WHAT TO DO ▸
For each statement below, answer yes or no according to the text on rail mergers, and quote the words of the text that decide it. 1. The BNSF/CN combination is compared to CN/IC as an end-to-end transaction. 2. Service was the main issue in the Conrail division. 3. Shippers should financially bear the risk of service interruptions after a combination.
::: ARTICLE :::
This kind of frank examination of past problems will help avoid problems in the
future, while also allowing proper combinations to be consummated in an
expeditious fashion.

         Second, you should ask whether the proposed transaction is more like
the past consolidations that have yielded efficiencies without service
disruptions, or is it more like past problematic transactions? This is another
factor we will be addressing in our control application. We will demonstrate
that the BNSF/CN combination shares many of the attributes of the more
successful mergers. For example, the BNSF/CN combination is the same kind of
relatively uncomplicated end-to-end transaction as was CN/IC. That was not the
nature of either UP/SP or Conrail/CSX/NS. Similarly, our application will
discuss the similarities of the information technology platforms of CN and BNSF.
And we will also discuss the fact that we will neither be displacing key
operating personnel nor making pervasive "day one" cut-overs of all activities.
The division of Conrail entailed both.

         The problems of the past have provided the entire industry with
important lessons about how to avoid service disruptions. In all future control
proceedings, you should assure yourselves that those lessons have been taken to
heart before you approve the proposed transaction.

         Third, you should ask whether the combining railroads are committed to
service guarantees that will insure that pre-merger service levels are
maintained or improved. As your hearing notice mentions, Representative Oberstar
has written you about rail mergers, and one of the things he said was that
"shippers are entitled to more assurance than they have received previously that
these mergers will make service better, not worse." I agree, and CN and BNSF are
willing to set a new standard for the industry by guaranteeing service levels
for our shippers.

         This is something that should not be limited to only those shippers
served by BNSF/CN. No shipper should have to bear the risk that a combination
might lead to costly and disruptive service interruptions. Instead, it is the
combining railroads that should financially bear the risk. They are in the best
position to realistically assess that risk, and by bearing it, they will also
have the financial incentive to insure that service is not disrupted. This is
the kind of market-based solution that all shippers want and need, and you
should ask whether there is any good reason it is not in place before approving
any further combinations.

         Fourth, you should determine whether the proponents of a transaction
have the financial wherewithal to overcome readily any service obstacles that
may appear unexpectedly after a transaction. Our debt free, cost reducing
BNSF/CN transaction will generate cash flows that will augment our current
ability to respond to service difficulties. Future applicants should likewise be
prepared to demonstrate that their cash flows and debt levels will permit them
to respond with alacrity to any service problems that require additional
financial resources.

         These four factors are all refinements of the traditional public
interest inquiry that you have applied in the past. They all raise the bar to
future transactions. Yet, some will undoubtedly ask: if the Board was unable to
spot the service issues that ultimately plagued UP, CSX and NS, why should it be
able to do so in the future? The short answer is that the issue was never very
seriously on the table in past cases. In the Conrail division, service was
addressed but it was not the main issue; and it was hardly addressed at all in
UP/SP, where other issues occupied the attention of opponents.

         It is unrealistic to expect that such a relatively low level of
attention to service will again be seen in control cases. This is one of the
reasons we want to get to a hearing on the merits in our case. We would like to
hear whether our colleagues in the industry, and our customers, have ideas that
we have not yet contemplated about how to improve post-transaction service.
::: DATA PROVIDED :::
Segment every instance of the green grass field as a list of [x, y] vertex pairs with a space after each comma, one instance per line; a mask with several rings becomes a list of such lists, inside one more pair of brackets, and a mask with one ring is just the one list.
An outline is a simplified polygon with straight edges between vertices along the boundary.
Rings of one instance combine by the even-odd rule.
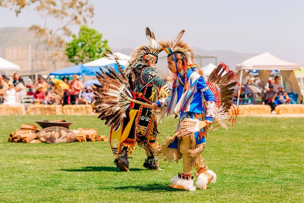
:::
FINAL ANSWER ▸
1. Yes: "the BNSF/CN combination is the same kind of relatively uncomplicated end-to-end transaction as was CN/IC."
2. No: "In the Conrail division, service was addressed but it was not the main issue"
3. No: "Instead, it is the combining railroads that should financially bear the risk."